- **CONSIGNE A**: Dans les lignes des données, recopiez s'il vous plaît le passage qui commence à la ligne contenant « Draw the outline of every instance of the night » et se termine à la ligne contenant « 95], [136, 96]] », bornes comprises. Remplacez « vertex » par « coordinate » sans rien modifier d'autre.

- **TEXTE À LIRE**:
Au nom de ma fille

Près du port de Saint-Nazaire, une devanture rouge étonne au milieu des bâtiments gris et lorsque l’on pousse la porte, on y retrouve Mahmoud Al Hayek les bras écartés et le sourire aux lèvres. Un accueil témoignant d’une grande générosité.
En fin d’année 2019, il a ouvert son restaurant de spécialités syriennes avec sa femme Reem : « Rand Alep ». Mais derrière ces bras écartés et cette vitalité partagée se cache une histoire funeste.

Alep, c’était sa ville. Avant d’être cuistot il était le chef de la première entreprise informatique de la ville, et fournissait toute la citadelle en réseau. « Quand j’avais vingt ans, j’ai étudié l’informatique à Paris ». Il avait, en ces temps heureux, un métier qu’il affectionnait, une vie harmonieuse. Jusqu’aux années 2011 à 2015, au cours desquelles, avec sa femme et ses quatre enfants, ils découvrent l’enfer. La guerre en Syrie. « Pour aller travailler, je devais me cacher dans la rue pour ne pas me faire tirer dessus par des snipers. Puis un jour, alors que je me dirigeais vers mon entreprise avec un ami, Daech est arrivé. Ils ont tout volé sous mes yeux et m’ont demandé si c’était mon magasin, une Kalashnikov pointée sur mon crâne. Si j’avais avoué que c’était mon entreprise, je serais sans doute mort. »

La ville d’Alep subissait une pluie de bombardements sans répit. La famille Al Hayek vivait dans une grande maison de quatorze chambres, elle a été bombardée trois fois. « On a eu beaucoup de chance, la partie dans laquelle on habitait a été épargnée. Mais lorsque cela a touché de près ses enfants c’était trop insuportable. « Quand j’ai su pour le bombardement, j’ai couru vers l’école. Il y avait des morts. Par chance, mes enfants étaient sains et saufs. »

- **CONSIGNE B**: D'après le texte à lire, combien de chambres comptait la maison de la famille Al Hayek à Alep ?

- **DONNÉES FOURNIES**:
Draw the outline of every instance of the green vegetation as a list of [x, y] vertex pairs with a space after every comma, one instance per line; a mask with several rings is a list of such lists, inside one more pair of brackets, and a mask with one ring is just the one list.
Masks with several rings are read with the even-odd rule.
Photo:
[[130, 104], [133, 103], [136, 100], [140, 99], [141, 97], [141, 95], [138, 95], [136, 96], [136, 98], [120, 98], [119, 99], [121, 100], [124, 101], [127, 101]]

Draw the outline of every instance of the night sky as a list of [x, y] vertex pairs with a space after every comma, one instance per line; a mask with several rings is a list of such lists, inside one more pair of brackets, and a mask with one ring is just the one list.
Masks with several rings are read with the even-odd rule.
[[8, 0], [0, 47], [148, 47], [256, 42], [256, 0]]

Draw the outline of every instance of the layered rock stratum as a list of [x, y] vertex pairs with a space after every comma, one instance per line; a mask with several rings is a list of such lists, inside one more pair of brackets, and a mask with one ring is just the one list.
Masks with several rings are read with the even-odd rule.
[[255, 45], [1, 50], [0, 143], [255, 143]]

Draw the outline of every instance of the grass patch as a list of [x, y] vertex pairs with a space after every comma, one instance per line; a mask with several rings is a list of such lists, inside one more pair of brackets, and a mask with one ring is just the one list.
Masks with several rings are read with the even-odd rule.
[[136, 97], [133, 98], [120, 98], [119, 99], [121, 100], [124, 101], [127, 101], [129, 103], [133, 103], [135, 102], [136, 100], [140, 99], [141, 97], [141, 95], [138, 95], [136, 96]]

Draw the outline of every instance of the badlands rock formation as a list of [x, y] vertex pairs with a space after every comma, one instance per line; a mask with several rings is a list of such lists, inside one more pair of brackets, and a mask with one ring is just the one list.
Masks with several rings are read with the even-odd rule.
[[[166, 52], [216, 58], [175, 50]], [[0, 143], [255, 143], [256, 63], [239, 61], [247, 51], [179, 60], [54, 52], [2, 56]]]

- **RÉPONSE COMPLÈTE A**:
Draw the outline of every instance of the night sky as a list of [x, y] coordinate pairs with a space after every comma, one instance per line; a mask with several rings is a list of such lists, inside one more pair of brackets, and a mask with one ring is just the one list.
Masks with several rings are read with the even-odd rule.
[[8, 0], [0, 47], [148, 47], [256, 42], [256, 0]]

Draw the outline of every instance of the layered rock stratum as a list of [x, y] coordinate pairs with a space after every comma, one instance per line; a mask with several rings is a list of such lists, inside one more pair of brackets, and a mask with one ring is just the one list.
Masks with several rings are read with the even-odd rule.
[[255, 45], [1, 50], [0, 143], [255, 143]]

Draw the outline of every instance of the grass patch as a list of [x, y] coordinate pairs with a space after every comma, one instance per line; a mask with several rings is a list of such lists, inside one more pair of brackets, and a mask with one ring is just the one list.
Masks with several rings are read with the even-odd rule.
[[136, 97], [133, 98], [120, 98], [119, 99], [121, 100], [124, 101], [127, 101], [129, 103], [133, 103], [135, 102], [136, 100], [140, 99], [141, 97], [141, 95], [138, 95], [136, 96]]

- **RÉPONSE COMPLÈTE B**: Quatorze chambres.